_List of tasks_:
#1 Summarize the forum thread on power supply capacitors in two sentences.
#2 Return, word for word, the stretch of the forum thread on power supply capacitors from "Fuhjyyu knock-offs? *How" through "of HEC removals)".

_Given text_:

=======

Makes me think the manufacturer is different. I'll try to upload a photo of the internals. For now the computer is in use and I don't really have a lot of time. 


McSteel said:


> The caps are, as you may have suspected, abominable.
> 
> I've seen quite a few Nicons (too many, in fact) fail. After a bit of digging, it turned out they're a Fuhjyyu knock-off (who'd wanna copy *those*?!), and they're about a step below Chang and BH. They may not be bulging, but there's a good chance they're at least partially dried-up. Also, these caps sometimes leak at the bottom, through the shoddy rubber seal, as opposed to bulging up.


Fuhjyyu knock-offs? *How hasn't this thing failed to work yet??!?* (Yes, I suspected they were utter crap)
I agree, I mean, I thought HEC was as low as you could go........to sell something presumably working out of the box. (and I've had my share of HEC removals)


McSteel said:


> The PSU may be worth recapping if you have some spare caps lying around, but buying a cap set is only justified if you can get them dirt cheap. I'd suggest going for Panasonic FR, as they're quite good and pretty inexpensive, and they'll be miles above what's in there now. Also, you don't actually wanna go too low in ESR as you may introduce some unwanted hi-freq oscillations between the caps and the regulation coils.


I was thinking between 0.1 and 0.15 ESR. I have no idea on the prices. I'd have to take the PSU apart to list the caps and then hunt for replacements. The I would check with a store I have close by, or farnell. I usually resort to Rubycons for my needs, but I'll consider those Panasonic as well...if I can find them here.

=======

_Data shown_:

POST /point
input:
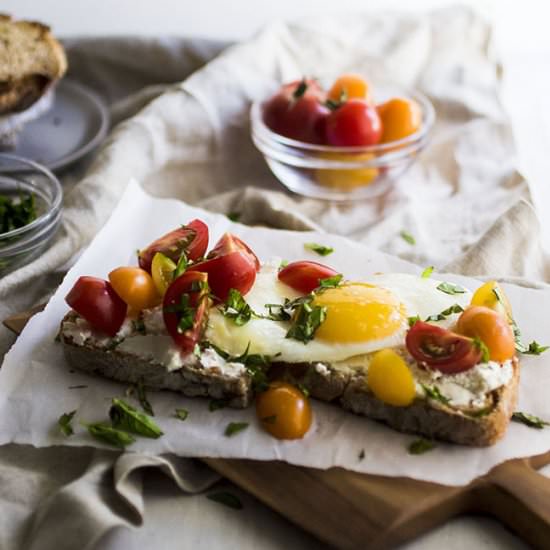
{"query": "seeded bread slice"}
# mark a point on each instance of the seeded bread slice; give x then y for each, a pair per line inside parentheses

=======

_Task results_:
#1 A reply in the thread calls the Nicon capacitors in the power supply poor Fuhjyyu knock-offs that often fail, may be partly dried out even when not bulging, and sometimes leak through the bottom seal. It recommends recapping with inexpensive Panasonic FR capacitors only if they are cheap and warns against going too low in ESR, while the poster, who usually uses Rubycons, plans to take the power supply apart, list the capacitors, and look for replacements.

#2
Fuhjyyu knock-offs? *How hasn't this thing failed to work yet??!?* (Yes, I suspected they were utter crap)
I agree, I mean, I thought HEC was as low as you could go........to sell something presumably working out of the box. (and I've had my share of HEC removals)